*** LISTED ENTRIES ***

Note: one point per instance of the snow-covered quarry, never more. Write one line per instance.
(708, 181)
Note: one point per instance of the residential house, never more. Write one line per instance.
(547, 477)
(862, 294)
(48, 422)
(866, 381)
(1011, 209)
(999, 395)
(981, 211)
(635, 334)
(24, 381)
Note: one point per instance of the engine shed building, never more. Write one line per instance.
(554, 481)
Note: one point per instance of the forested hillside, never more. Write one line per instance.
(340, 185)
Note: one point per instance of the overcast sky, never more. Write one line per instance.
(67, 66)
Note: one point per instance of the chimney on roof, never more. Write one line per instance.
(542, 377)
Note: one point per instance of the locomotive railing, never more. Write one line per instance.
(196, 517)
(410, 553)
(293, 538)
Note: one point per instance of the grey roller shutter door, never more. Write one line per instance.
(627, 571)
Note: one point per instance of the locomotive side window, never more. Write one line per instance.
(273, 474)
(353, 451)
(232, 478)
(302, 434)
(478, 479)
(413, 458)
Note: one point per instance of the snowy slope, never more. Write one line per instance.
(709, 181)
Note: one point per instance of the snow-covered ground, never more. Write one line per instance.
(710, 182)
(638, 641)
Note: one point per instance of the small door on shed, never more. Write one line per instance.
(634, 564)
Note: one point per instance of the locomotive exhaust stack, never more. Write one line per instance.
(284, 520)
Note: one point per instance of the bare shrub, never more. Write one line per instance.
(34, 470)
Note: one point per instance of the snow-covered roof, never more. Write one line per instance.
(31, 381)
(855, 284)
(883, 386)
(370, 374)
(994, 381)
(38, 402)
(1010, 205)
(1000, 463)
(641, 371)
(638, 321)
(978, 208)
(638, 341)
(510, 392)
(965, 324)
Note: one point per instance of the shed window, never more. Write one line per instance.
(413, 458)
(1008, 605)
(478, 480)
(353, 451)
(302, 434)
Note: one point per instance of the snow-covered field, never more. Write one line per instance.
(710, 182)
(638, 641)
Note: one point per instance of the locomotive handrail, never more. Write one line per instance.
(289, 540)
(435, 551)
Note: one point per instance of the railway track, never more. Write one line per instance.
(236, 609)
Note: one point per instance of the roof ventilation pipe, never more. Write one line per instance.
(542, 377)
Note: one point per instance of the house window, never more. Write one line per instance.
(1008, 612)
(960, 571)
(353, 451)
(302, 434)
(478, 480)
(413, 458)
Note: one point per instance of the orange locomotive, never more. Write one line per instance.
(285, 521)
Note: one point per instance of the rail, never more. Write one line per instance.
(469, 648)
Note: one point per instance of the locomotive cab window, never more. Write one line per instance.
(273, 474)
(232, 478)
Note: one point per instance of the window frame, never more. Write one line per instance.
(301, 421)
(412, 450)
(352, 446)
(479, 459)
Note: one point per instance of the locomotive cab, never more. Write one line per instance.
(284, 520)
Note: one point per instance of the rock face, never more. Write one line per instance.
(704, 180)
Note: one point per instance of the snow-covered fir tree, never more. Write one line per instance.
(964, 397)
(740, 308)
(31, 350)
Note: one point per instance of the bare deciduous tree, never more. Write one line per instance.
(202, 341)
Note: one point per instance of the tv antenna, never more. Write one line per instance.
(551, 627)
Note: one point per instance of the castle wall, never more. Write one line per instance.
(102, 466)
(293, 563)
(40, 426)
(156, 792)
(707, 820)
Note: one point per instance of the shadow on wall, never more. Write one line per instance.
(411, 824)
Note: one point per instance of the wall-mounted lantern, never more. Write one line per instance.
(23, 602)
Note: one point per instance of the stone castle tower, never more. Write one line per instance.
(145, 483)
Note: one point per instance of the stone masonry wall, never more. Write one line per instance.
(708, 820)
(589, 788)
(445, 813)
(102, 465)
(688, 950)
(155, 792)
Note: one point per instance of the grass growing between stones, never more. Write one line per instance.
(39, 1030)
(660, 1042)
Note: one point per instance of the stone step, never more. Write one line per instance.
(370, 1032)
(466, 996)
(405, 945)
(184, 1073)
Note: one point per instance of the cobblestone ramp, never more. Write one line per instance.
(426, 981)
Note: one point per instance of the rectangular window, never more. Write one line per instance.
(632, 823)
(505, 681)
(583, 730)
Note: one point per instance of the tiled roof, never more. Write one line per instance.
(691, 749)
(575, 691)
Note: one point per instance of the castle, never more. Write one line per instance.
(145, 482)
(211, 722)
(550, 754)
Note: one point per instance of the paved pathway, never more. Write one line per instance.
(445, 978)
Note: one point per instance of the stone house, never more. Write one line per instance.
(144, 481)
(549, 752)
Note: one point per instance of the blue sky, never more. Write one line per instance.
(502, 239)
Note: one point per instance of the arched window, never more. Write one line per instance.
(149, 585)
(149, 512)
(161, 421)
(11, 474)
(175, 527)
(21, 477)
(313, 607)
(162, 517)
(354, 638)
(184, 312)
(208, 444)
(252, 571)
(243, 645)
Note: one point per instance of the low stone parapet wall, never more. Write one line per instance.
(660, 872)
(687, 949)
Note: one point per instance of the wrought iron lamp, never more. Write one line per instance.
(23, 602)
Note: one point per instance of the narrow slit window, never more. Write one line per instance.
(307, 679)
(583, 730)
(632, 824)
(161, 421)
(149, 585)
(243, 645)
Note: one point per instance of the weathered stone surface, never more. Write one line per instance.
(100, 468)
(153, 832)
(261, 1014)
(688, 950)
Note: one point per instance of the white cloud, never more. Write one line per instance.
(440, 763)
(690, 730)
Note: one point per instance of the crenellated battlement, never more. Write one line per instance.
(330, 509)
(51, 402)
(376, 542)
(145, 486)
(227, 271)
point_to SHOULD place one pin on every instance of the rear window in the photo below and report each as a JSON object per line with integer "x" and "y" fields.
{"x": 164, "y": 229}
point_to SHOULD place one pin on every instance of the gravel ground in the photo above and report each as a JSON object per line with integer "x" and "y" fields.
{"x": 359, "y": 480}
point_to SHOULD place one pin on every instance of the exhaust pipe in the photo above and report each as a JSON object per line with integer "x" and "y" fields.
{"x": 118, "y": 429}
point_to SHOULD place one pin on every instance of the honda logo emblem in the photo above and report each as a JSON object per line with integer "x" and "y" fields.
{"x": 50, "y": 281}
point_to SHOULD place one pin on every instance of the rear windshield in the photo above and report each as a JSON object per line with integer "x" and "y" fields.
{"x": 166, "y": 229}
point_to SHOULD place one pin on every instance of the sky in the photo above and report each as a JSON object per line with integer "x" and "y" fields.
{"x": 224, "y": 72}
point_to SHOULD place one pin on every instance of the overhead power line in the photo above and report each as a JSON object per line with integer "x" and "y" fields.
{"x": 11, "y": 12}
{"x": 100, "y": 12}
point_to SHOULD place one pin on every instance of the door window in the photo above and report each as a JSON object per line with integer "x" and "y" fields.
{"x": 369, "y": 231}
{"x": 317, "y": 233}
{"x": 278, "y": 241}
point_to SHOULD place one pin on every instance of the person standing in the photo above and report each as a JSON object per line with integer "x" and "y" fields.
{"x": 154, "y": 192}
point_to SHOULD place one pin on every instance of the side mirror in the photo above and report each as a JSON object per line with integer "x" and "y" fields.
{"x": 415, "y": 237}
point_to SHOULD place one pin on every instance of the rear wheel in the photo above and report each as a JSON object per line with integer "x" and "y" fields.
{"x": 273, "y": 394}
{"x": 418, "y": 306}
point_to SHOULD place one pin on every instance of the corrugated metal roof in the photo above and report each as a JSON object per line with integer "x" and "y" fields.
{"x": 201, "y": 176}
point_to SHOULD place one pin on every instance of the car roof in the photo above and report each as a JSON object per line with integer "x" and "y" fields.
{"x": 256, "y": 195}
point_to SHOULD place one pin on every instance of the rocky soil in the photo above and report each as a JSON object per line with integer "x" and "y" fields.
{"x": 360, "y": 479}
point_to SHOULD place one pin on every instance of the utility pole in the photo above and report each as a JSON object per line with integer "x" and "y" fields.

***

### WORK INSTRUCTION:
Write out the lines above from the one containing "of the corrugated" through the last, exactly as they are.

### TASK ANSWER:
point_to SHOULD place one pin on every instance of the corrugated metal roof in the photo above and report each as a JSON object per line with integer "x" and "y" fields.
{"x": 201, "y": 176}
point_to SHOULD place one pin on every instance of the car roof in the photo above and report each as a JSON object per line with integer "x" and "y" fields.
{"x": 256, "y": 195}
point_to SHOULD place one pin on every instance of the rocky soil in the photo above and report each as a JSON object per line with integer "x" and "y" fields.
{"x": 360, "y": 479}
point_to SHOULD place one pin on every instance of the utility pole in the photo above and report each as a JSON object per line with integer "x" and "y" fields.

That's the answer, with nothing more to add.